▶ Reading passage:

****************

Re: ANN: WebDataCommons.org - Offering 3.2 billion quads current RDFa, Microdata and Miroformat data extracted from 65.4 million websites from Dan Brickley on 2012-04-17 (public-lod@w3.org from April 2012)

From: Dan Brickley <danbri@danbri.org>
Date: Tue, 17 Apr 2012 19:22:10 +0200
To: Peter Mika <pmika@yahoo-inc.com>
Cc: Martin Hepp <martin.hepp@ebusiness-unibw.org>, "public-vocabs@w3.org Vocabularies" <public-vocabs@w3.org>, "public-lod@w3.org" <public-lod@w3.org>, Chris Bizer <chris@bizer.de>
Message-ID: <CAFfrAFoD1uCDVvDpNhS8kLXpL24EUZ8BYdfM0Kn8xH8_P7NQCA@mail.gmail.com>

On 17 April 2012 18:56, Peter Mika <pmika@yahoo-inc.com> wrote:
>
> Hi Martin,
>
> It's not as simple as that, because PageRank is a probabilistic algorithm (it includes random jumps between pages), and I wouldn't expect that wayfair.com would include 2M links on a single page (that would be one very long webpage).
>
> But again to reiterate the point, search engines would want to make sure that they index the main page more than they would want to index the detail pages.
>
> You can do a site query to get a rough estimate of the ranking without a query string:
>
> search.yahoo.com/search?p=site%3Awayfair.com
>
> You will see that most of the pages are category pages. If you go to 2nd page and onward you will see an estimate of 1900 pages indexed.
>
> Of course, I agree with you that a search engine focused on structured data, especial if domain-specific, might want to reach all the pages and index all the data. I'm just saying that current search engines don't, and CommonCrawl is mostly trying to approximate them (if I understand correctly what they are trying to do).

According to http://commoncrawl.org/faq/

"What do you intend to do with the crawled content?
Our mission is to democratize access to web information by producing
and maintaining an open repository of web crawl data that is
universally accessible. We store the crawl data on Amazon’s S3
service, allowing it to be bulk downloaded as well as directly
accessed for map-reduce processing in EC2."

No mention of search as such. I'd imagine they're open to suggestions,
and that the project (and crawl) could take various paths as it
evolves. (With corresponding influence on the stats...).

Our problem here is in figuring out what can be taken from such stats
to help guide linked data vocabulary creation and management. Maybe
others will do deeper focussed crawls, who knows? But it's great to
see this focus on stats lately, I hope others have more to share.

Dan

Received on Tuesday, 17 April 2012 17:22:42 UTC

****************

▶ Required actions:
1) Answer these questions using the mailing list message:
(a) What estimate of indexed pages is visible from the second page of results onward?
(b) On which service does Common Crawl store its crawl data?
(c) Which web address is cited for Common Crawl's statement of its mission?
2) List every distinct email address in the From, To and Cc fields of the mailing list message.
3) Copy out the passage of the mailing list message from "No mention of" to "on the stats...).".
These lines have no connection to the mailing list message.

Location labeling lines
****************

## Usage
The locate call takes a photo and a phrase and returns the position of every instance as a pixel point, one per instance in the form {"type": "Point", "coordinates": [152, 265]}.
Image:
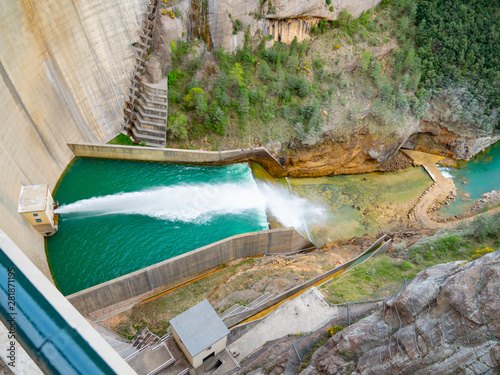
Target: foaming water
{"type": "Point", "coordinates": [199, 203]}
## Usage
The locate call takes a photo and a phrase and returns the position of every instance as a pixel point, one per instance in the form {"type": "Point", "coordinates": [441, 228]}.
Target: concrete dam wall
{"type": "Point", "coordinates": [64, 68]}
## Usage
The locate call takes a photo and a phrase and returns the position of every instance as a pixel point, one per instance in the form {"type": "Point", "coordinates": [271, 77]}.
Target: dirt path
{"type": "Point", "coordinates": [439, 191]}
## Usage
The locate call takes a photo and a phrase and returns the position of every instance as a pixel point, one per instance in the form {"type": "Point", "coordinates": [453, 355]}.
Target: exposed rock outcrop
{"type": "Point", "coordinates": [446, 320]}
{"type": "Point", "coordinates": [215, 21]}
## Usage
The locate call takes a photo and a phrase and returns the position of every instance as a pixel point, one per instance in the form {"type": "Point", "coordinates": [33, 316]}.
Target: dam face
{"type": "Point", "coordinates": [64, 68]}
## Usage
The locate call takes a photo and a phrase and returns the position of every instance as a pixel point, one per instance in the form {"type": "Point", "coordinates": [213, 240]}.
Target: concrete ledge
{"type": "Point", "coordinates": [278, 241]}
{"type": "Point", "coordinates": [258, 155]}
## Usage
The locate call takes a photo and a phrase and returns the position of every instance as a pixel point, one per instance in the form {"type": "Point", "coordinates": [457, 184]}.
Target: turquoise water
{"type": "Point", "coordinates": [144, 213]}
{"type": "Point", "coordinates": [481, 174]}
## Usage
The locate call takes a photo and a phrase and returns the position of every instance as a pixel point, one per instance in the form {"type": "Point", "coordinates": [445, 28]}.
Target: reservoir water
{"type": "Point", "coordinates": [120, 216]}
{"type": "Point", "coordinates": [475, 177]}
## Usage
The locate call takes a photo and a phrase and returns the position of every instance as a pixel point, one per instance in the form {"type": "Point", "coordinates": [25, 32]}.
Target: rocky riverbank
{"type": "Point", "coordinates": [446, 320]}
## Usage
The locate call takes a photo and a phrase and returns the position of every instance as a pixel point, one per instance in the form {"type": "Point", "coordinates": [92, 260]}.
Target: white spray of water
{"type": "Point", "coordinates": [199, 203]}
{"type": "Point", "coordinates": [445, 172]}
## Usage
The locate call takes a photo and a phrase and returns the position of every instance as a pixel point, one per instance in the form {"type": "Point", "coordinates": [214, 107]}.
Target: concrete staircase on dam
{"type": "Point", "coordinates": [145, 112]}
{"type": "Point", "coordinates": [238, 309]}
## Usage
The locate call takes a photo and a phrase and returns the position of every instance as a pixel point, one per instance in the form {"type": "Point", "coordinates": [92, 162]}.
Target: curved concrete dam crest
{"type": "Point", "coordinates": [64, 68]}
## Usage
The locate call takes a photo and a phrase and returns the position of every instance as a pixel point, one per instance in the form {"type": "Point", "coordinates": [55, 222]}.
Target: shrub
{"type": "Point", "coordinates": [333, 330]}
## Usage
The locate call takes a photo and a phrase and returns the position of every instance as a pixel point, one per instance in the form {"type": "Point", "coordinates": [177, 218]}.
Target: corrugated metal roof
{"type": "Point", "coordinates": [199, 327]}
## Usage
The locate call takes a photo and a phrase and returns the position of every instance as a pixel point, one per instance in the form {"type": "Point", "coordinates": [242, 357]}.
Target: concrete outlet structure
{"type": "Point", "coordinates": [200, 333]}
{"type": "Point", "coordinates": [37, 206]}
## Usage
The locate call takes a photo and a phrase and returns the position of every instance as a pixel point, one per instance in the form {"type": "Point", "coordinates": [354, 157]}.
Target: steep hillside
{"type": "Point", "coordinates": [443, 321]}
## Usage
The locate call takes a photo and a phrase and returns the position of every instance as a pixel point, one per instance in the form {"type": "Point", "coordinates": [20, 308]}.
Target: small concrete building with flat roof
{"type": "Point", "coordinates": [200, 333]}
{"type": "Point", "coordinates": [37, 206]}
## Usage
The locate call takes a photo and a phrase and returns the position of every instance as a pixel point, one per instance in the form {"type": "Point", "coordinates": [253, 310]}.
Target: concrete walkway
{"type": "Point", "coordinates": [440, 190]}
{"type": "Point", "coordinates": [303, 314]}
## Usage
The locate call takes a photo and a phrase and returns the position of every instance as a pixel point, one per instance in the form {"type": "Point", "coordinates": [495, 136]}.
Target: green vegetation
{"type": "Point", "coordinates": [385, 273]}
{"type": "Point", "coordinates": [121, 139]}
{"type": "Point", "coordinates": [459, 44]}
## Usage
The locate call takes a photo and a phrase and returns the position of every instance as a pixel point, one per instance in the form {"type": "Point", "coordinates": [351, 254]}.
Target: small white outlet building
{"type": "Point", "coordinates": [200, 333]}
{"type": "Point", "coordinates": [37, 206]}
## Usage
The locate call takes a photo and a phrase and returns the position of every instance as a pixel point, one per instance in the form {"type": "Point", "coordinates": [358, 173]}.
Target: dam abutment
{"type": "Point", "coordinates": [184, 266]}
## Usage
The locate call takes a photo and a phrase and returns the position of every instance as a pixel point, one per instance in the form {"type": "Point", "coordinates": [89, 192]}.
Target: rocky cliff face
{"type": "Point", "coordinates": [444, 321]}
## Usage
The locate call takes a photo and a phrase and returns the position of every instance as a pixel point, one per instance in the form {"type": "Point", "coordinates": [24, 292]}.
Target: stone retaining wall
{"type": "Point", "coordinates": [259, 155]}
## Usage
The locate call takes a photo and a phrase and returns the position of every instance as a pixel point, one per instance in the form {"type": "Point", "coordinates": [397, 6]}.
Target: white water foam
{"type": "Point", "coordinates": [199, 203]}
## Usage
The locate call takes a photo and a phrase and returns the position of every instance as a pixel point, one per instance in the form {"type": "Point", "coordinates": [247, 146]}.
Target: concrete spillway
{"type": "Point", "coordinates": [64, 68]}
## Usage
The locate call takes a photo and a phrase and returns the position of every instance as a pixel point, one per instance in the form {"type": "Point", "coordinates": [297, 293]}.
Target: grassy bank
{"type": "Point", "coordinates": [379, 277]}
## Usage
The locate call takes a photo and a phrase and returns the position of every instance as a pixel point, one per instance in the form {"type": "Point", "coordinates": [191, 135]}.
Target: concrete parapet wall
{"type": "Point", "coordinates": [259, 155]}
{"type": "Point", "coordinates": [283, 241]}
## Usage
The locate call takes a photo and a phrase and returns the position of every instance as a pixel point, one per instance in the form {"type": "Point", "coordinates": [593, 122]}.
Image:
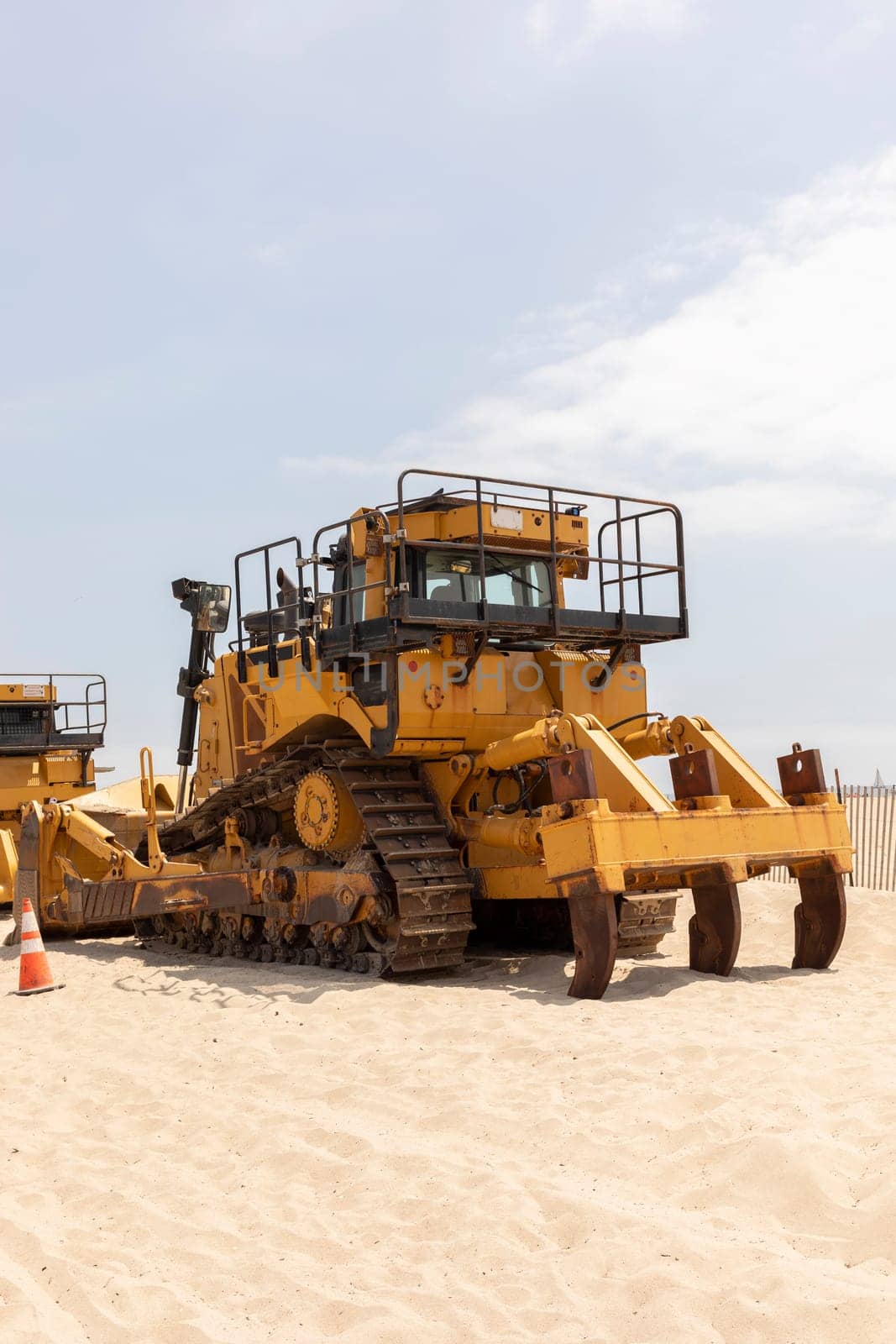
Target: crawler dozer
{"type": "Point", "coordinates": [436, 719]}
{"type": "Point", "coordinates": [50, 727]}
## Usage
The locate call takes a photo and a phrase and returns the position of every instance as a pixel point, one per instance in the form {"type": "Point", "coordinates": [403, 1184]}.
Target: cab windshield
{"type": "Point", "coordinates": [454, 577]}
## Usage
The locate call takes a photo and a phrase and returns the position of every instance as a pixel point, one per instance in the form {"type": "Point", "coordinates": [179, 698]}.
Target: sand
{"type": "Point", "coordinates": [202, 1151]}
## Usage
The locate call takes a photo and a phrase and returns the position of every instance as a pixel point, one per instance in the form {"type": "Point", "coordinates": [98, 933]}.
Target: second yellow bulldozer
{"type": "Point", "coordinates": [434, 719]}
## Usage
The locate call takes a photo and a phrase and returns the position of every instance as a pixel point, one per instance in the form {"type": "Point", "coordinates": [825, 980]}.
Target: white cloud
{"type": "Point", "coordinates": [766, 401]}
{"type": "Point", "coordinates": [566, 30]}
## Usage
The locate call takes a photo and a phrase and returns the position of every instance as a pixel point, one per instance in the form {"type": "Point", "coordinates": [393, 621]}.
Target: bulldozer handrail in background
{"type": "Point", "coordinates": [76, 723]}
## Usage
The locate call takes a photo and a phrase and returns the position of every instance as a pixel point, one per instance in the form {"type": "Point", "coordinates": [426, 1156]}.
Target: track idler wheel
{"type": "Point", "coordinates": [715, 927]}
{"type": "Point", "coordinates": [595, 934]}
{"type": "Point", "coordinates": [820, 920]}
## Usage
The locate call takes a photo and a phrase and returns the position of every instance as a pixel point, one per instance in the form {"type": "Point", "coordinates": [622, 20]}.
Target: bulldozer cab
{"type": "Point", "coordinates": [493, 562]}
{"type": "Point", "coordinates": [51, 712]}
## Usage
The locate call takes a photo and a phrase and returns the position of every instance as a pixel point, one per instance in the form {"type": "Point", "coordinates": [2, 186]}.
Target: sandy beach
{"type": "Point", "coordinates": [199, 1151]}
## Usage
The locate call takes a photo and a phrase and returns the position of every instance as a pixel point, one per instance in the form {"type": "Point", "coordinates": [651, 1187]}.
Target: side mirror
{"type": "Point", "coordinates": [208, 604]}
{"type": "Point", "coordinates": [214, 608]}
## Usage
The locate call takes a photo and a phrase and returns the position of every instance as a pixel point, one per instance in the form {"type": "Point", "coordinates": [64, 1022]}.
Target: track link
{"type": "Point", "coordinates": [432, 889]}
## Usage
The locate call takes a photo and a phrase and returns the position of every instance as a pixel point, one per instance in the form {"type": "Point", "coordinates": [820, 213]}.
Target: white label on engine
{"type": "Point", "coordinates": [506, 517]}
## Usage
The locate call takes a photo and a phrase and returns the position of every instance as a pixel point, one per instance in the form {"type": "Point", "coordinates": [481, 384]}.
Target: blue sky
{"type": "Point", "coordinates": [257, 257]}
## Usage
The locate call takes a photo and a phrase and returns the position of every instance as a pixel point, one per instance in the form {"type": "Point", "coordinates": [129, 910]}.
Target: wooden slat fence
{"type": "Point", "coordinates": [871, 811]}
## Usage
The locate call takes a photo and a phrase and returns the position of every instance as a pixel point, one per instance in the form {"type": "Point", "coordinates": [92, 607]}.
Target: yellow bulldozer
{"type": "Point", "coordinates": [434, 721]}
{"type": "Point", "coordinates": [50, 727]}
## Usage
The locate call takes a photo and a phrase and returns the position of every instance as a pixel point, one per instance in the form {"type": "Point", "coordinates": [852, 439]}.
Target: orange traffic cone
{"type": "Point", "coordinates": [35, 976]}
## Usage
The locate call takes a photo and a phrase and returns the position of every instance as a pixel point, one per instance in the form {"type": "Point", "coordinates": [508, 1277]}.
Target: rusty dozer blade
{"type": "Point", "coordinates": [715, 927]}
{"type": "Point", "coordinates": [820, 920]}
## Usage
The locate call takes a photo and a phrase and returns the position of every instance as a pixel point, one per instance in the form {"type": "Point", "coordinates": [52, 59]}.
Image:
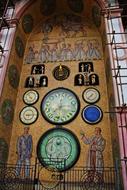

****************

▶ Answers provided:
1)
(a) 1900 pages
(b) Amazon's S3 service
(c) http://commoncrawl.org/faq/

2)
danbri@danbri.org
pmika@yahoo-inc.com
martin.hepp@ebusiness-unibw.org
public-vocabs@w3.org
public-lod@w3.org
chris@bizer.de

3)
No mention of search as such. I'd imagine they're open to suggestions,
and that the project (and crawl) could take various paths as it
evolves. (With corresponding influence on the stats...).